=== Data section ===

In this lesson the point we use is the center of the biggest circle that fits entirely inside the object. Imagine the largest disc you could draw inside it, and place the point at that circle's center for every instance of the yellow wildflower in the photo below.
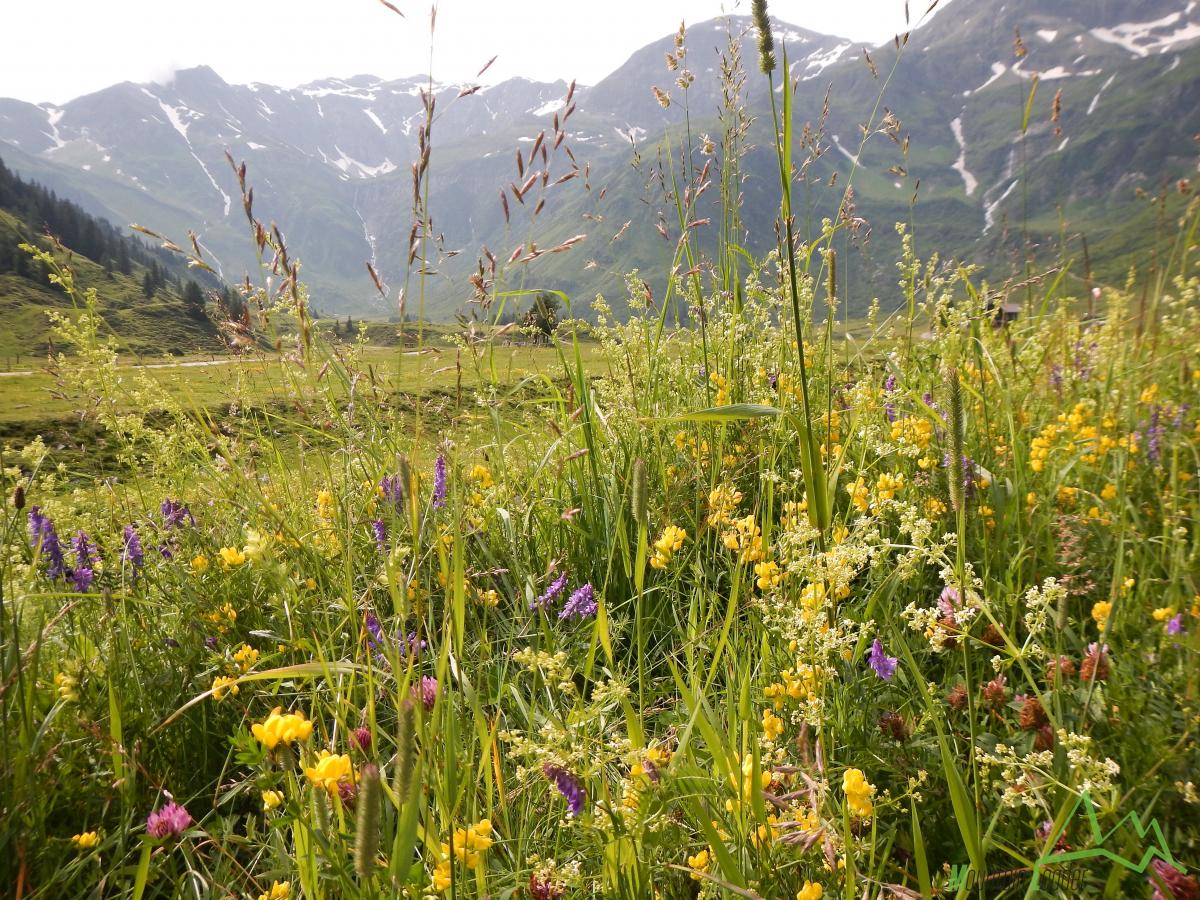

===
=== Data section ===

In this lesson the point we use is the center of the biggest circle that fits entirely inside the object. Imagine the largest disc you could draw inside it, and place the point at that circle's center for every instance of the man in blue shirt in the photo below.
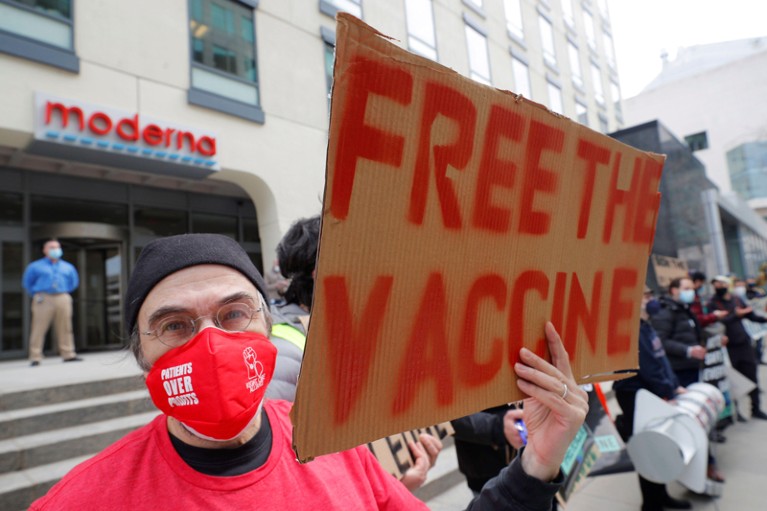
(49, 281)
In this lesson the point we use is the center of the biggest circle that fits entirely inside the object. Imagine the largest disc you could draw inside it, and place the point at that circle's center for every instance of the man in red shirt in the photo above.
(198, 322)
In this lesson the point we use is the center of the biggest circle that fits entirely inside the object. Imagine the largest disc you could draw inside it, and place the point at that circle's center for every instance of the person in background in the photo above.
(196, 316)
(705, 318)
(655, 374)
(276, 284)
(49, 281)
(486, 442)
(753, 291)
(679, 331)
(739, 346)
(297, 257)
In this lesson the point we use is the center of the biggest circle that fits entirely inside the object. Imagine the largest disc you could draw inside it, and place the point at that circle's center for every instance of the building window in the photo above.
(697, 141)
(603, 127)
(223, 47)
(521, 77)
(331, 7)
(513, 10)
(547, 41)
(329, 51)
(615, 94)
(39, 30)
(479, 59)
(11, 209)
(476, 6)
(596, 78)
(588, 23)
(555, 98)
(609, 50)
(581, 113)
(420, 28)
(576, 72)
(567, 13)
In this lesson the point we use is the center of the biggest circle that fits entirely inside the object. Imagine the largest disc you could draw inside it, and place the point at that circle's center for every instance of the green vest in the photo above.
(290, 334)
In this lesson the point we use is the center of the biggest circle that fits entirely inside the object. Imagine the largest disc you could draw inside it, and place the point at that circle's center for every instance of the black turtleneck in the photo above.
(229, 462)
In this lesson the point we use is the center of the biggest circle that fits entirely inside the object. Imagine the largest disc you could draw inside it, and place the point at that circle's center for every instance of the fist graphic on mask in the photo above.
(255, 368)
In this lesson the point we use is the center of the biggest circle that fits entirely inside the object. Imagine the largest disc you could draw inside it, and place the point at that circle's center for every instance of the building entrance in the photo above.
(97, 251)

===

Given request:
Please pick out every line above that contains the word "shirt" and copy each one out. Uppercase and lowercase count as different.

Response:
In this lesson the point we use is the center of the biggest circle that fits entirely inside the object. Imagine the largest disc you could draw inside it, and place the point at that circle's center for every instance of the man in blue shirt in the photo below.
In this lesson the point we use is the center of the biggest circle that fits entirely inside the object. Imagine the largest disc you could draw inside it, and place the point at that circle's center for every instance of the man in red shirt in the photo above.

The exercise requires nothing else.